> Requirement:
Retype the entries word for word, leaving nothing out.

> Supplied material:
++++++

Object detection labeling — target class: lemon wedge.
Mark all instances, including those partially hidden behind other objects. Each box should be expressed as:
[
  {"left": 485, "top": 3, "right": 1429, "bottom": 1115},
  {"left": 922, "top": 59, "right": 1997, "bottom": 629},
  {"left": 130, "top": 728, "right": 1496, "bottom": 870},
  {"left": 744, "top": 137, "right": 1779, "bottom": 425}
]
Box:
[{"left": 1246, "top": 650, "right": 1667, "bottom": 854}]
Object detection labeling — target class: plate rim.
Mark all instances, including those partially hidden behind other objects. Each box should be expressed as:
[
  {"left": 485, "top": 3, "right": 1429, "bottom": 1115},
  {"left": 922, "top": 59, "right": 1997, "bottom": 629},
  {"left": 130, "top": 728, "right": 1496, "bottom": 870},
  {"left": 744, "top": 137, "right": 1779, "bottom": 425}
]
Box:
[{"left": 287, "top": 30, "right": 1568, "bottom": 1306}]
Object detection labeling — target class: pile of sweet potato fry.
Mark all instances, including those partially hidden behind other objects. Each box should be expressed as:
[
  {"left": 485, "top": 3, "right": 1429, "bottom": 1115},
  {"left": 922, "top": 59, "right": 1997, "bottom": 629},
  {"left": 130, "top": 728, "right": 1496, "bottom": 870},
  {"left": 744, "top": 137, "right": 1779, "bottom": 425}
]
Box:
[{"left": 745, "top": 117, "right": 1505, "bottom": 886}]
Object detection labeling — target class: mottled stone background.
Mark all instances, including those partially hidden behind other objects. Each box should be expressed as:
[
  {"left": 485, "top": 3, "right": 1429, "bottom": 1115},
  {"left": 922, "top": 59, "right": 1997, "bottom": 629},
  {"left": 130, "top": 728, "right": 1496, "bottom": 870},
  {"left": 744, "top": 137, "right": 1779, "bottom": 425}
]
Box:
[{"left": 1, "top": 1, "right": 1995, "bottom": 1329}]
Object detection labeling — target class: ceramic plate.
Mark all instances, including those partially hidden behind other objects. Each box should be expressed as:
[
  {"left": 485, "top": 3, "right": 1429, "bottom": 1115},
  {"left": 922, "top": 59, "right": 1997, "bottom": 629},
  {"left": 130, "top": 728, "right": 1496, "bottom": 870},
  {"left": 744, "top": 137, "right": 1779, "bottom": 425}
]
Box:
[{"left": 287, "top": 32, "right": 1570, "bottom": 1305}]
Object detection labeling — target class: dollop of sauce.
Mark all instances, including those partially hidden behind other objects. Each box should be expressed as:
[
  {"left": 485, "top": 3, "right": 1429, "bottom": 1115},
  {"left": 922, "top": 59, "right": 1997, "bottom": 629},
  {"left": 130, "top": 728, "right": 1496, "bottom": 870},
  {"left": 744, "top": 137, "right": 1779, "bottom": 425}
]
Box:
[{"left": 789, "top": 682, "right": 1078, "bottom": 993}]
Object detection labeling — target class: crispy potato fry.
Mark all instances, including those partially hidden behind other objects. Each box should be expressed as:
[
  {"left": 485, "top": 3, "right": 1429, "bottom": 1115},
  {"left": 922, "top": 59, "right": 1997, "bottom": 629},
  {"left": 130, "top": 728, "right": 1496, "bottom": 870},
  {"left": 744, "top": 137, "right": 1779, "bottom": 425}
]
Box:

++++++

> Exercise response:
Object detection labeling — target class: lemon wedge.
Mark all instances, including those partially hidden behind other objects. Each box should be expressed as:
[
  {"left": 485, "top": 3, "right": 1429, "bottom": 1115},
  {"left": 922, "top": 59, "right": 1997, "bottom": 629},
  {"left": 130, "top": 728, "right": 1496, "bottom": 870},
  {"left": 744, "top": 137, "right": 1779, "bottom": 425}
]
Box:
[{"left": 1246, "top": 650, "right": 1667, "bottom": 854}]
Object detection labeling — target class: plate rim.
Mark all instances, including those partially hidden behind other objects. Each box should be expressed as:
[
  {"left": 485, "top": 3, "right": 1429, "bottom": 1115},
  {"left": 922, "top": 59, "right": 1997, "bottom": 629},
  {"left": 130, "top": 728, "right": 1496, "bottom": 870},
  {"left": 744, "top": 137, "right": 1779, "bottom": 425}
]
Box:
[{"left": 287, "top": 30, "right": 1568, "bottom": 1306}]
Object detection labeling — target class: pile of sweet potato fry.
Mark all instances, including those partially hidden behind other objects. Each box should be expressed as:
[
  {"left": 485, "top": 3, "right": 1429, "bottom": 1115},
  {"left": 922, "top": 59, "right": 1997, "bottom": 629},
  {"left": 130, "top": 728, "right": 1496, "bottom": 870},
  {"left": 744, "top": 137, "right": 1779, "bottom": 425}
]
Box:
[{"left": 745, "top": 117, "right": 1505, "bottom": 886}]
Object detection labeling — target class: mottled stone background.
Mark all instances, including those partially hidden behind other objects. Each box should be expressed as:
[
  {"left": 485, "top": 3, "right": 1429, "bottom": 1115},
  {"left": 922, "top": 59, "right": 1997, "bottom": 629},
  {"left": 130, "top": 728, "right": 1496, "bottom": 870},
  {"left": 744, "top": 137, "right": 1779, "bottom": 425}
]
Box:
[{"left": 1, "top": 1, "right": 1995, "bottom": 1329}]
Object detection labeling — target class: ceramic plate.
Mark all instances, including those partially hidden behind other objects. Each box should be expressed as:
[
  {"left": 485, "top": 3, "right": 1429, "bottom": 1115},
  {"left": 922, "top": 59, "right": 1997, "bottom": 629},
  {"left": 130, "top": 728, "right": 1496, "bottom": 870},
  {"left": 744, "top": 137, "right": 1779, "bottom": 425}
]
Box:
[{"left": 287, "top": 32, "right": 1570, "bottom": 1305}]
Object detection labeling — target class: dollop of sauce.
Mark all instances, including those partially hidden behind other objects. Each box should be expressed as:
[
  {"left": 485, "top": 3, "right": 1429, "bottom": 1115},
  {"left": 922, "top": 59, "right": 1997, "bottom": 629},
  {"left": 130, "top": 728, "right": 1496, "bottom": 870},
  {"left": 744, "top": 137, "right": 1779, "bottom": 425}
]
Box:
[{"left": 789, "top": 682, "right": 1078, "bottom": 993}]
Object detection labeling — target class: crispy potato fry.
Mark all instances, including those partially hidden behind other objects. Each box should be expressed as:
[
  {"left": 485, "top": 3, "right": 1429, "bottom": 1115},
  {"left": 922, "top": 59, "right": 1997, "bottom": 629},
  {"left": 130, "top": 728, "right": 1496, "bottom": 870},
  {"left": 744, "top": 137, "right": 1779, "bottom": 425}
]
Box:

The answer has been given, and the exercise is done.